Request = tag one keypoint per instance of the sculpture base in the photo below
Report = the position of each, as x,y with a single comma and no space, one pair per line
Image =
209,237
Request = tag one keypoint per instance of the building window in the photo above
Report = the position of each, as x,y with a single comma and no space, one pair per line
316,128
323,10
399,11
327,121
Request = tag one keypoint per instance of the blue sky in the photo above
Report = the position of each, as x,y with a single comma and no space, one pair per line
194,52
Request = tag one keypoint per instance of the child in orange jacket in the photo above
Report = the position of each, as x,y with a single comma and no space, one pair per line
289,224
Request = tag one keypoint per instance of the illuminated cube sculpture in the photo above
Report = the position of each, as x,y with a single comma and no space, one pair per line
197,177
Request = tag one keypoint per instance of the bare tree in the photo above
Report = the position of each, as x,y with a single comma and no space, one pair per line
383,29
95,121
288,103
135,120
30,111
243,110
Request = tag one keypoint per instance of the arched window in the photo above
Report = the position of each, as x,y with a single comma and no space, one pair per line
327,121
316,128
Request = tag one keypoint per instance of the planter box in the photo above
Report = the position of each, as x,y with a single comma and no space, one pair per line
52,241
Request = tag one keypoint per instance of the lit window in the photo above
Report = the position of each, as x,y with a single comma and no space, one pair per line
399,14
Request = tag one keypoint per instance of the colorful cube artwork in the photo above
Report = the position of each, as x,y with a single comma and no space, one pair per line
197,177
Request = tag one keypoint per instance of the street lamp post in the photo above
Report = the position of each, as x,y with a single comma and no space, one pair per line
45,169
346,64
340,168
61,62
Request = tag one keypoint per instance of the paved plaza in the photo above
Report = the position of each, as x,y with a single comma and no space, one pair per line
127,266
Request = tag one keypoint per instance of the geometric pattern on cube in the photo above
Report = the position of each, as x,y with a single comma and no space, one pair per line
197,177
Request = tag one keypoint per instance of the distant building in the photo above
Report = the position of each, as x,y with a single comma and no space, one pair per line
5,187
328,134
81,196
------------------------
• [Your task] Retype only the stretch of lines above starting at the one with "Request = tag one keypoint per instance of the planter" and stopping at the one with "Request = tag one keypoint per instance of the colorful", exactly as written, with both kept.

• [Response area]
Request = tag one keypoint per instance of the planter box in the photo above
Report = the position of each, as x,y with a single comma and no space, one pair per line
52,241
Request = tag one keypoint per instance of the lit window in the photo above
Report = the position of each, as x,y with a single comma and no space, one pair per line
399,14
Request = tag one keypoint per instance of the colorful cube artwork in the photo above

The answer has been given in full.